[start]

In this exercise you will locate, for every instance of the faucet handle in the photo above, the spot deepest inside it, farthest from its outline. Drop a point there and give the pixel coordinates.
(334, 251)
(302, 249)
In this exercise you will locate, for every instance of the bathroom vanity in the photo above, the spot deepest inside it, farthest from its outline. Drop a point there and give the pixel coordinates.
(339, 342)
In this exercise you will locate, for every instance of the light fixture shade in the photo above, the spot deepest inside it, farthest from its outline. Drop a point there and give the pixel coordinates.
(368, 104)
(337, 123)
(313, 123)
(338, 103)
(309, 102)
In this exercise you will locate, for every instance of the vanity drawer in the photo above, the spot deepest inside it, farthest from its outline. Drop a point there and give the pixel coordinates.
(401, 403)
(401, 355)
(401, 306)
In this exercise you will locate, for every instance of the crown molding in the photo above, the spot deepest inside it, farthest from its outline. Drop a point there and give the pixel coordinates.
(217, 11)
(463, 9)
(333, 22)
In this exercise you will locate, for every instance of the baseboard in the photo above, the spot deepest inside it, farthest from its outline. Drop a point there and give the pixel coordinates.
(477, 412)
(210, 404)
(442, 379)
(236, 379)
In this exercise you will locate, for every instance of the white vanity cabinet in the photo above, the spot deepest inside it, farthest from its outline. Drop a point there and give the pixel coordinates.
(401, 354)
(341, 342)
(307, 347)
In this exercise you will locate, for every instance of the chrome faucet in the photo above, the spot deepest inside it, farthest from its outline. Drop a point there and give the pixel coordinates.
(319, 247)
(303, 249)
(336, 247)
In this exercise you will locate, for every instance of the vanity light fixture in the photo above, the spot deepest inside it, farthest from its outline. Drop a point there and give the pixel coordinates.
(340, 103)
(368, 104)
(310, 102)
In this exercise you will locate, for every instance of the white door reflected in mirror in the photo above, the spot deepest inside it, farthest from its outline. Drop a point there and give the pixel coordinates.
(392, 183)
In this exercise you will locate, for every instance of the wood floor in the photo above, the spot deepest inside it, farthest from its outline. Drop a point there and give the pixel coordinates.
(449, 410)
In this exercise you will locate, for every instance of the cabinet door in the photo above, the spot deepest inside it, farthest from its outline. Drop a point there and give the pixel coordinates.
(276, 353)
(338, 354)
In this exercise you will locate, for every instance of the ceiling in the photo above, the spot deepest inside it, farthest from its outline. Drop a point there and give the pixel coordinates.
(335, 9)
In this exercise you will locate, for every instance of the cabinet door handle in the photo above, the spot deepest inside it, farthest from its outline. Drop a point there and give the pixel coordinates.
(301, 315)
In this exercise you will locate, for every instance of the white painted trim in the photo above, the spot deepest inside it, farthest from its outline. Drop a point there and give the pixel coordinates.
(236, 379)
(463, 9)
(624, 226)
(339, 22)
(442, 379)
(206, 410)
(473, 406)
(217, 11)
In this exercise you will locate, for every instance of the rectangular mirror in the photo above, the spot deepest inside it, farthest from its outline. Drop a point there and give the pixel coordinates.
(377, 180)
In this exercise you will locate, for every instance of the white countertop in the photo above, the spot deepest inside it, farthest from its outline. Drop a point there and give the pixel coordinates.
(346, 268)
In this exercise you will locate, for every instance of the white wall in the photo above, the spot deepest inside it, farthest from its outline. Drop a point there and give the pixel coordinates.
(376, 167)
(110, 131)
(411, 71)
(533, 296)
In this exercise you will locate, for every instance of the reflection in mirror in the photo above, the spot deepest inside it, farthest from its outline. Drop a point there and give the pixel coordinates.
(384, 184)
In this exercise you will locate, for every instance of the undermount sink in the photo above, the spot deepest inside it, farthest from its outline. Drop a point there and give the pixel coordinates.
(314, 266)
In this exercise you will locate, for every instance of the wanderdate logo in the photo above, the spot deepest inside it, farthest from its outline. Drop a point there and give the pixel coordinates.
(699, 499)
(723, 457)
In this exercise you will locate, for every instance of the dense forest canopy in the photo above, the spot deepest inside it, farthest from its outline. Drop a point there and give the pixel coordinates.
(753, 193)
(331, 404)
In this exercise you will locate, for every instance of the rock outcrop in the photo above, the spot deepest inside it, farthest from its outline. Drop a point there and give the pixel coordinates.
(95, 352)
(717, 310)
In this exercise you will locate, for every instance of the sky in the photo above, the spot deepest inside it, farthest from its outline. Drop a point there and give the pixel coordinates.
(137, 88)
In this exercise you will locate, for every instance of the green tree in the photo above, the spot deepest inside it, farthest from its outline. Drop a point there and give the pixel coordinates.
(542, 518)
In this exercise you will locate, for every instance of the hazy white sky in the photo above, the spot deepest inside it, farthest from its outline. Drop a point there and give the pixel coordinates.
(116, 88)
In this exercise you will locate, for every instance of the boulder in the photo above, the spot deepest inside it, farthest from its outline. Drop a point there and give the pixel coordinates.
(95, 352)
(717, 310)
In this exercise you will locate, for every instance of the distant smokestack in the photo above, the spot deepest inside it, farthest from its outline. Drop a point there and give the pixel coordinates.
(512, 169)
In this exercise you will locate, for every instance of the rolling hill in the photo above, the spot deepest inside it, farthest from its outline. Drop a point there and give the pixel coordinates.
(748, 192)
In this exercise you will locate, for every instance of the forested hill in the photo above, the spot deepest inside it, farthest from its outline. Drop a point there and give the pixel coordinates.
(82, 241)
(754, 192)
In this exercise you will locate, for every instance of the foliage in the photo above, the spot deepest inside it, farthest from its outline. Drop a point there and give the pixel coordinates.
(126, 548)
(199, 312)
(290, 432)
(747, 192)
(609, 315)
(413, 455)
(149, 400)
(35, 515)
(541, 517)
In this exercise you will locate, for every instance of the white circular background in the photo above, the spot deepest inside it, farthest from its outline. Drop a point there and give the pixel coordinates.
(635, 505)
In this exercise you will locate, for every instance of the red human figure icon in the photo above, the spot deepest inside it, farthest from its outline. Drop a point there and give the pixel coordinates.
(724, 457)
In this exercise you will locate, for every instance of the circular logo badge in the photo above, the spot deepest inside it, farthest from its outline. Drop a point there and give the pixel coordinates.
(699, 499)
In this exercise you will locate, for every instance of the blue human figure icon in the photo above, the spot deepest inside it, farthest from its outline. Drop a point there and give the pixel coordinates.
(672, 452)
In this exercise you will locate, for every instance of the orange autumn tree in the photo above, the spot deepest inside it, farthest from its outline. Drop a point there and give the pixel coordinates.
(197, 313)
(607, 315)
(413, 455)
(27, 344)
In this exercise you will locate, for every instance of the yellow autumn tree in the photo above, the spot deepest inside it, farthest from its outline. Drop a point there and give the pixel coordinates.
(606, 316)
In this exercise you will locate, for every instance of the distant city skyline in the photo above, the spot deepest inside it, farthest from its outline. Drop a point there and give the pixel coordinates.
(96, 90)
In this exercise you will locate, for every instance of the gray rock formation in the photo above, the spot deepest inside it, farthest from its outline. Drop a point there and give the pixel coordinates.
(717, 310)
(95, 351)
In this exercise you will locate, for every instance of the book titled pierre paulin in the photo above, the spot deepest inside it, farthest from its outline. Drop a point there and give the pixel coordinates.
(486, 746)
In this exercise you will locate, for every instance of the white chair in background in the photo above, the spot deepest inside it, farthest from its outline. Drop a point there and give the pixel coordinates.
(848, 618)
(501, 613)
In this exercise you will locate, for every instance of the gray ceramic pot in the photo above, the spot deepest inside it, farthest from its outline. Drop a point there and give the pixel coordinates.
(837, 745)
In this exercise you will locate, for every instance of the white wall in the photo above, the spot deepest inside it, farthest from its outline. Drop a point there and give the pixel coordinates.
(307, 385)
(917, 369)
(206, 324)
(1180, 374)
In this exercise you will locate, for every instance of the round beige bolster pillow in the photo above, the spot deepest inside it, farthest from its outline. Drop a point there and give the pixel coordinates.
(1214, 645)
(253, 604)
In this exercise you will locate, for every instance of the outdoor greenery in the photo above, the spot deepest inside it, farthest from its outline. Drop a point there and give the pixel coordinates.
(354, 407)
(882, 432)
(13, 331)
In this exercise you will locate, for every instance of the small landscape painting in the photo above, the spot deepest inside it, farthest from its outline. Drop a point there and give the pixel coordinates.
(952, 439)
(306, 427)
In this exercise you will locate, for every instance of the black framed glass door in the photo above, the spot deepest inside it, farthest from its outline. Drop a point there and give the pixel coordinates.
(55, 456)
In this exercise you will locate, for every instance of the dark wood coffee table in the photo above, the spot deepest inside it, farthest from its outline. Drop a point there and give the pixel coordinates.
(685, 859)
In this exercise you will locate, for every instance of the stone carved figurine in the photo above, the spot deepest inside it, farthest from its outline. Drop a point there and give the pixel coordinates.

[end]

◆ Required work:
Reproduce nothing but the lines from the line containing "of the small" to the last line of the data, each exactly as written.

◆ Written answer:
In this exercise you will locate, for every instance of the small landscape painting in the photo above, the spot deepest inside it, farthest from its outline. Drop a point there and give the pixel coordinates.
(952, 439)
(306, 427)
In this exercise you will locate, for every instance of the black framed glass door in the photo above, the spot deepest inside it, farthest from its outline. Drop a point there and give the pixel coordinates.
(55, 456)
In this exercise you will locate, for every instance of the dark wood coffee table in the photo above, the spot deepest inside it, farthest from its outline. Drop a point there and give the pixel coordinates.
(685, 859)
In this exercise you will locate, for every instance of the stone carved figurine in the photo above, the spot deepest inside it, farthest from its outline. Drop a point there and give the pixel coordinates.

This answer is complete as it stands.